→ PROBLEM TO WORK ON:
Only an exact, complete copy of the listing will serve as the answer.
Segment Start: RECORDS FOR THIS EXERCISE
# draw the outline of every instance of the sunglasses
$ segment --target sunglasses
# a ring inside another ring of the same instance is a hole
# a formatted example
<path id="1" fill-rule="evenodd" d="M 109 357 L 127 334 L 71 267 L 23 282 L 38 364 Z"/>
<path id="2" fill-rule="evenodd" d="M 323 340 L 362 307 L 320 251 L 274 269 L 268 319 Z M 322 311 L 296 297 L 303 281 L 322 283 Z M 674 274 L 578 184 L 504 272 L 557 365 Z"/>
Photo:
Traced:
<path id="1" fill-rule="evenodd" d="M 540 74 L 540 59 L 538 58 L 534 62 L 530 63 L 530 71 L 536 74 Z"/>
Segment End: RECORDS FOR THIS EXERCISE
→ ANSWER SECTION:
# draw the outline of every instance of the sunglasses
$ segment --target sunglasses
# a ring inside another ring of the same instance is a hole
# a formatted example
<path id="1" fill-rule="evenodd" d="M 109 357 L 127 334 L 71 267 L 23 282 L 38 364 Z"/>
<path id="2" fill-rule="evenodd" d="M 323 340 L 362 307 L 320 251 L 274 269 L 268 319 Z M 322 311 L 296 297 L 303 281 L 322 283 Z M 674 274 L 578 184 L 504 272 L 557 365 Z"/>
Photo:
Traced:
<path id="1" fill-rule="evenodd" d="M 540 74 L 540 59 L 538 58 L 534 62 L 530 63 L 530 71 L 536 74 Z"/>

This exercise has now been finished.